◆ INSTRUCTION
Could you extract every line of the material below and reproduce each one unchanged?

* Start TASK MATERIAL *

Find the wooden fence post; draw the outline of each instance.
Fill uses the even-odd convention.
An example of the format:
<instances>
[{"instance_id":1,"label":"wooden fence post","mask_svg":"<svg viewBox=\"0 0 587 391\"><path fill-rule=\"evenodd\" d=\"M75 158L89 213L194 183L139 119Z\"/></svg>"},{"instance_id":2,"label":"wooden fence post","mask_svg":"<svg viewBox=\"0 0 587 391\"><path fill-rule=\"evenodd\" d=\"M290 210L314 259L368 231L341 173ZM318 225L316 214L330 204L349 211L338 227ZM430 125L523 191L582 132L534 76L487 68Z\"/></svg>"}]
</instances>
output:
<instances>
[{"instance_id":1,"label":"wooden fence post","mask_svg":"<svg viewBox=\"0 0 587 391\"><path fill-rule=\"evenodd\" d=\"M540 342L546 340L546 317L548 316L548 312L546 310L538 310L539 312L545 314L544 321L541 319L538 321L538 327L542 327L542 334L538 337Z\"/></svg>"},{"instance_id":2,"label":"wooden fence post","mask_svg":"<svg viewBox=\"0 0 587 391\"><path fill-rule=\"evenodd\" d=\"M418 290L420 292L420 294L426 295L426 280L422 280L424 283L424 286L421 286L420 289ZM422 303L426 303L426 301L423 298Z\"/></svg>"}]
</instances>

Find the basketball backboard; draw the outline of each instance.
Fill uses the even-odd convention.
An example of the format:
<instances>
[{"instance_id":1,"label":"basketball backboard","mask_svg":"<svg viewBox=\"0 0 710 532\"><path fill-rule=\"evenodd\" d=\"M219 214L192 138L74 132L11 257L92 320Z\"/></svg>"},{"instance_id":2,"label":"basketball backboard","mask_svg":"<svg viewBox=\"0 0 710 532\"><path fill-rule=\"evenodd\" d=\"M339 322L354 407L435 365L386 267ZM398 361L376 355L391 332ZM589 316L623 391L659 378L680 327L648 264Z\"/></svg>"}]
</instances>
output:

* End TASK MATERIAL *

◆ WRITTEN ANSWER
Find the wooden fence post; draw the outline of each instance.
Fill uses the even-odd convention.
An example of the format:
<instances>
[{"instance_id":1,"label":"wooden fence post","mask_svg":"<svg viewBox=\"0 0 587 391\"><path fill-rule=\"evenodd\" d=\"M75 158L89 213L194 183L139 119Z\"/></svg>"},{"instance_id":2,"label":"wooden fence post","mask_svg":"<svg viewBox=\"0 0 587 391\"><path fill-rule=\"evenodd\" d=\"M290 210L314 259L368 231L341 173ZM318 225L316 214L330 204L349 211L338 227ZM430 125L523 191L582 132L534 76L487 68Z\"/></svg>"}]
</instances>
output:
<instances>
[{"instance_id":1,"label":"wooden fence post","mask_svg":"<svg viewBox=\"0 0 587 391\"><path fill-rule=\"evenodd\" d=\"M540 342L546 340L546 317L548 316L548 312L546 310L538 310L539 312L545 314L544 321L541 319L538 321L538 327L542 327L542 334L538 337Z\"/></svg>"},{"instance_id":2,"label":"wooden fence post","mask_svg":"<svg viewBox=\"0 0 587 391\"><path fill-rule=\"evenodd\" d=\"M418 290L420 292L420 294L426 295L426 280L422 280L424 283L424 286L421 286L420 289ZM422 303L426 303L426 301L423 298Z\"/></svg>"}]
</instances>

Find the basketball backboard; draw the outline of each instance.
Fill uses the even-odd convention.
An example of the format:
<instances>
[{"instance_id":1,"label":"basketball backboard","mask_svg":"<svg viewBox=\"0 0 710 532\"><path fill-rule=\"evenodd\" d=\"M219 214L192 138L74 132L11 257L92 320Z\"/></svg>"},{"instance_id":2,"label":"basketball backboard","mask_svg":"<svg viewBox=\"0 0 710 532\"><path fill-rule=\"evenodd\" d=\"M339 322L354 407L435 365L386 267ZM398 361L376 355L391 332ZM589 316L623 391L659 378L680 327L648 264Z\"/></svg>"}]
</instances>
output:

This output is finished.